§ WORK INSTRUCTIONS:
Exclude the pictures and repeat all of the data exactly.
== RECORDS PROVIDED ==
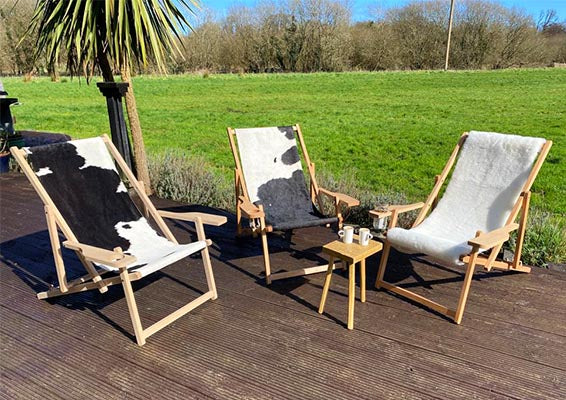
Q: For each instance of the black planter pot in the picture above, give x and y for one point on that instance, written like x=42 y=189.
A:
x=4 y=163
x=114 y=91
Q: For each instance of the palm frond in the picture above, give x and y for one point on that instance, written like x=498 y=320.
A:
x=125 y=32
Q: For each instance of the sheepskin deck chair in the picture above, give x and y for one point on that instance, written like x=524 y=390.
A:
x=271 y=191
x=490 y=185
x=86 y=199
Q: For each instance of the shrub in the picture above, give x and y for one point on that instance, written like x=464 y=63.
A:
x=189 y=179
x=545 y=239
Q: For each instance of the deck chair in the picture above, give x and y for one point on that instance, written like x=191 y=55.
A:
x=86 y=199
x=489 y=187
x=271 y=191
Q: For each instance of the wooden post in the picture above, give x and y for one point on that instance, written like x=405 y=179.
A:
x=449 y=34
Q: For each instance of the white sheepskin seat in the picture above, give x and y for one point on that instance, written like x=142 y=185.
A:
x=487 y=180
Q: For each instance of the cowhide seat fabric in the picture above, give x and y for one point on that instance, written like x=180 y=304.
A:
x=491 y=170
x=82 y=180
x=274 y=177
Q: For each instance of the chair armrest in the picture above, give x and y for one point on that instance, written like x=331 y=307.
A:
x=249 y=209
x=208 y=219
x=493 y=238
x=114 y=258
x=340 y=197
x=397 y=208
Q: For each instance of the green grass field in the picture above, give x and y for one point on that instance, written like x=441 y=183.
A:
x=393 y=130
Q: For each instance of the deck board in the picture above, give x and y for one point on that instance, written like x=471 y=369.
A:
x=258 y=342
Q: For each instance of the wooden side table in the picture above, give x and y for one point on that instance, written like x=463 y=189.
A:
x=351 y=254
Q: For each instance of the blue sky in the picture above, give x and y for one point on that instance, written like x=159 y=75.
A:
x=361 y=8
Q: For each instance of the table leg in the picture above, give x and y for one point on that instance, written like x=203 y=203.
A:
x=363 y=280
x=326 y=284
x=351 y=295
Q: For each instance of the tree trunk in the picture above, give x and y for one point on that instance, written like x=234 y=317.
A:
x=53 y=72
x=140 y=158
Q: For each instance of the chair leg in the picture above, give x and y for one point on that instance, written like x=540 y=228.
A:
x=382 y=264
x=132 y=306
x=266 y=262
x=466 y=287
x=208 y=272
x=363 y=280
x=205 y=254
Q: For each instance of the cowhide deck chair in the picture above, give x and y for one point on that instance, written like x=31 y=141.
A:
x=271 y=191
x=489 y=186
x=86 y=199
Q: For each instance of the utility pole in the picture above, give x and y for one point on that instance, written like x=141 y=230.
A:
x=449 y=34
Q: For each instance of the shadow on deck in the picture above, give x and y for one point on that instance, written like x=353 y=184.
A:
x=258 y=342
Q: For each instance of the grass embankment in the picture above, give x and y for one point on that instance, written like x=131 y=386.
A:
x=390 y=132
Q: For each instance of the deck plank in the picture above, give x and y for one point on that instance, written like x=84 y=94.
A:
x=258 y=342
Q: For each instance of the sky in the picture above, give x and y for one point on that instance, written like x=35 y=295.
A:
x=361 y=9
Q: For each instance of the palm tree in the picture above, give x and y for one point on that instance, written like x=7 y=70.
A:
x=113 y=35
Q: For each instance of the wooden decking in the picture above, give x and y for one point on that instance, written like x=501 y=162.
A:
x=258 y=342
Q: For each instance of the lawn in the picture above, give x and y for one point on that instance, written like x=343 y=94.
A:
x=392 y=130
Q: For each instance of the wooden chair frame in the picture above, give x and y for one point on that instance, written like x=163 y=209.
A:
x=245 y=208
x=116 y=258
x=493 y=240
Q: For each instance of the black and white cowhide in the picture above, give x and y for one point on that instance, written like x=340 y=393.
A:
x=274 y=177
x=82 y=180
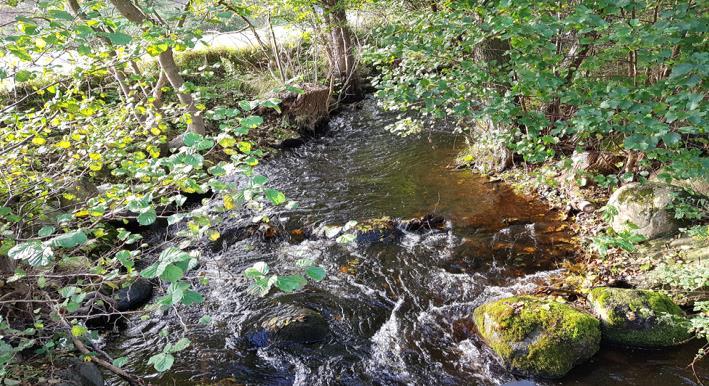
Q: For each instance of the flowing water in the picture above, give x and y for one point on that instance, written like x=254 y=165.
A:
x=397 y=311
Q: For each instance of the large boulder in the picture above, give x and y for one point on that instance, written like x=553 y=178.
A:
x=698 y=184
x=537 y=337
x=646 y=206
x=287 y=324
x=639 y=318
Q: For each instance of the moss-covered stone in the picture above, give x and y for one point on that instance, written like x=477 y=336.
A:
x=647 y=207
x=639 y=318
x=537 y=337
x=288 y=324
===
§ RESPONSE TO THIS TASK:
Q: For each instance of the black planter pot in the picture above, give x and y for one point on that instance, written like x=42 y=189.
A:
x=4 y=163
x=114 y=91
Q: For each instance of the palm frond in the picture above, give x and y for one point on that instance, written like x=498 y=320.
A:
x=125 y=32
Q: For each instance of the sheepskin deck chair in the picture above, give x and y for one point on that instance, written like x=524 y=390.
A:
x=271 y=191
x=490 y=185
x=86 y=199
Q: For each instance of the shrub in the picture above, give x and y for one point on that instance, written like x=464 y=63.
A:
x=189 y=179
x=545 y=239
Q: For each instance of the deck chair in the picture above, give x and y for one point on that instance, written like x=191 y=55.
A:
x=86 y=199
x=489 y=187
x=271 y=191
Q: For each instance of the wooden post in the picture above, give x and y for one point on that instance, written like x=405 y=179.
A:
x=449 y=34
Q: For each instance of the white sheepskin seat in the picture above, give x and y for one point on that instance, written like x=142 y=185.
A:
x=487 y=180
Q: For each instance of the cowhide seat fabric in the picture above, give x and y for one point on that instance, written like x=180 y=304.
A:
x=491 y=170
x=82 y=180
x=274 y=177
Q: For each instance of the chair armrest in the picture above, give x and y for one point on that instance, written like x=331 y=307.
A:
x=249 y=209
x=208 y=219
x=493 y=238
x=114 y=258
x=340 y=197
x=397 y=208
Q: For each instance of the green grass field in the picture above, give x and y for one point on that instance, written like x=441 y=183.
A:
x=393 y=130
Q: For each instance of the deck board in the picture above, give x and y for one point on that instance, written like x=471 y=369.
A:
x=258 y=342
Q: For each instance of the wooden side table in the picture above, give x and y for one point on that instance, written like x=463 y=189.
A:
x=351 y=254
Q: For each instance of the blue sky in the picture above, give x and y for one point on that instance, written like x=159 y=75.
A:
x=361 y=8
Q: For each instance of the table leg in the picture above, give x and y for one point on that instance, written like x=203 y=203.
A:
x=363 y=280
x=326 y=284
x=351 y=295
Q: For each instance of the tree trunk in the picture above, give x and y for one point on that instance, written like x=234 y=317.
A:
x=53 y=72
x=140 y=158
Q: For each instance of the chair leg in the picture above, give x and y for one point on that instance, written like x=540 y=228.
A:
x=382 y=264
x=132 y=306
x=266 y=262
x=466 y=287
x=208 y=272
x=363 y=280
x=205 y=254
Q: For each instance of the cowhide deck chair in the picture above, give x and y for one point on that instance, written like x=31 y=141.
A:
x=271 y=191
x=489 y=186
x=86 y=199
Q: For each instance of the utility pole in the picture above, give x and y for one point on that instance, written like x=141 y=230.
A:
x=449 y=34
Q: For each instance of the shadow on deck in the picture above, give x and y for one point on that instance, written like x=353 y=184.
A:
x=258 y=342
Q: For each instance of the grass embankment in the picture above, give x and y for one point on that instance, written like x=131 y=386.
A:
x=390 y=132
Q: For each instance of the deck plank in the picture above, give x and y for one point on that instance, written like x=84 y=94.
A:
x=258 y=342
Q: For each instance of the sky in the picture above, give x and y for one point on that instance, written like x=35 y=295.
A:
x=361 y=9
Q: For each instance of the palm tree in the picture above, give x and y for one point on that instance, written like x=7 y=70.
A:
x=113 y=35
Q: For each instance of the wooden decking in the picture above, give x and y for one point on that instance, written like x=501 y=162.
A:
x=258 y=342
Q: For each instance of the lawn in the picture above, give x and y for one point on that instance, written like x=343 y=94.
A:
x=392 y=130
Q: For each instance of the wooden chair frame in the picture above, give x and y for one point on that instance, written like x=163 y=209.
A:
x=245 y=208
x=116 y=258
x=493 y=240
Q: For each instance of the black and white cowhide in the picture above, give x and y for one point on that instance, written like x=340 y=393.
A:
x=274 y=177
x=82 y=180
Q: For each instance of the flowing water in the picture above, give x and y for one point on that instance, written like x=254 y=165.
A:
x=397 y=311
Q: For each instance of the large boulder in the picture above, give x and y for one point on that instance, written like x=553 y=178.
A:
x=698 y=184
x=537 y=337
x=646 y=206
x=287 y=324
x=639 y=318
Q: For each instance of the moss-covered stone in the picture above, give x and y for one point on that instance, written like x=477 y=336.
A:
x=647 y=207
x=639 y=318
x=537 y=337
x=288 y=324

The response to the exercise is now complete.